**Problems to solve:**
(a) According to the benchmark README, why might PMCMRplus need to be installed by hand, and how? Answer in one to three sentences.
(b) Check each statement against the benchmark README. For each one, say yes or no and quote the deciding words. (i) The project expects R version 4.2.2. (ii) produce_paper_plots.R writes its output to ./site by default. (iii) The datasets in ./datasets are kept only in .rds format.
(c) In the benchmark README, which function loads config.yml in the main scripts?

A Large-Scale Neutral Comparison Study of Survival Models on Low-Dimensional Data

L. Burk, J. Zobolas, B. Bischl, A. Bender, M. N. Wright, and R. Sonabend, “A Large-Scale Neutral Comparison Study of Survival Models on Low-Dimensional Data.” arXiv, Jun. 06, 2024. doi: 10.48550/arXiv.2406.04098.

⚠️ A note on versioning: This repository is actively in development. To view its state at the time of submission of the arXiv preprint, please browse this tag on GitHub


The benchmark is conducted using R and the mlr3 framework. The following files are necessary to set up the benchmark:

  • config.yml contains configuration defaults for different settings (pretests, debugging, etc.)
    • It is loaded using config::get() in the main scripts.
  • batchmark.R is the main setup script. It creates a benchmark registry (using batchtools and mlr3batchmark).
    • Resulting compute jobs can be submitted with batchtools::submitJobs() depending on available resources.
    • submit.R contains job management steps specific to the HPC environment used for the benchmark.
    • To actually run the benchmark, you need to adjust the submit.R script to your environment! Please refer to the batchtools documentation for more information.
  • Datasets are loaded from ./datasets in .rds format, where they are also stored in CSV and arff formats.
    • Code for retrieval and minimal preprocessing is in import_datasets.R
    • In batchmark.R, the datasets are loaded and converted into {mlr3} TaskSurv objects.
  • resamplings contains resampling fold information for each dataset in CSV form to ensure reproducibility.
    • These files are automatically generated when running batchmark.R, where resampling is done using a set RNG seed.
  • helpers.R contains helper functions for benchmark setup and later analysis.
  • site/ contains a quarto site with all results.


  • renv and renv.lock contain renv project information.
    • renv::restore() needs to be used to restore the project environment.
    • Due to limitations on the HPC environment used for the benchmark, R version 4.2.2 is expected. (you may want to use rig for R version management)
    • Additionally, the PMCMRplus is required by mlr3benchmark, but was not installable in the HPC environment, so it is not included by renv and you may need to install it manually from CRAN: install.packages("PMCMRplus").
  • produce_paper_plots.R contains code to reproduce the plots used in the paper and aims to be as self-contained as possible, but loads helper functions from helpers.R for de-duplication and readability.
    • The output path is ./results_paper by default.

Please note that due to the large file sizes of the BenchmarkResult (bmr) objects produced by the aggregation of the batchtools registry, this repository only contains the processed result files (./results/registry_beartooth/) required to produce the main results of the paper.


Results are available online at

The site is generated from the quarto site in ./site/.


The datasets used in the benchmark are stored after minor modifications in ./datasets/ and are also uploaded to OpenML. The dataset's names, source package, and OpenML dataset IDs are stored in ./dataset_table.[csv|rds].

Here is a short example on how to download the datasets from OpenML using {mlr3oml}:

# Get dataset from openml
library(mlr3proba) # To create survival tasks via as_task_surv

# The 'qs' package is required for caching the downloaded data
if (requireNamespace("qs", quietly = TRUE)) {
  options(mlr3oml.cache = TRUE)

**Data excerpts:**

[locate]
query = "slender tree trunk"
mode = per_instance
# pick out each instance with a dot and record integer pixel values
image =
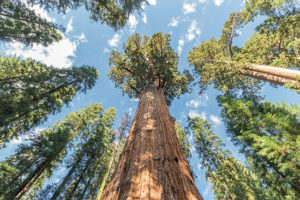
(276, 75)
(152, 164)
(30, 180)
(67, 178)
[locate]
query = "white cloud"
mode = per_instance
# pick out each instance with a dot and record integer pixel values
(115, 40)
(199, 166)
(58, 54)
(132, 22)
(215, 119)
(218, 2)
(203, 115)
(81, 37)
(130, 111)
(194, 103)
(189, 8)
(193, 31)
(69, 26)
(180, 46)
(152, 2)
(193, 114)
(105, 50)
(144, 18)
(239, 32)
(174, 22)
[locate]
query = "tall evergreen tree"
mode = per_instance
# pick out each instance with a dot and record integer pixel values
(269, 136)
(90, 162)
(31, 90)
(229, 177)
(20, 23)
(276, 43)
(124, 126)
(152, 164)
(34, 161)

**Outputs in order:**
(a) PMCMRplus is required by mlr3benchmark but could not be installed in the HPC environment used for the benchmark, so renv does not include it. It may have to be installed manually from CRAN with install.packages("PMCMRplus").

(b)
(i) Yes: "Due to limitations on the HPC environment used for the benchmark, R version 4.2.2 is expected."
(ii) No: "The output path is ./results_paper by default."
(iii) No: "Datasets are loaded from ./datasets in .rds format, where they are also stored in CSV and arff formats."

(c) config::get()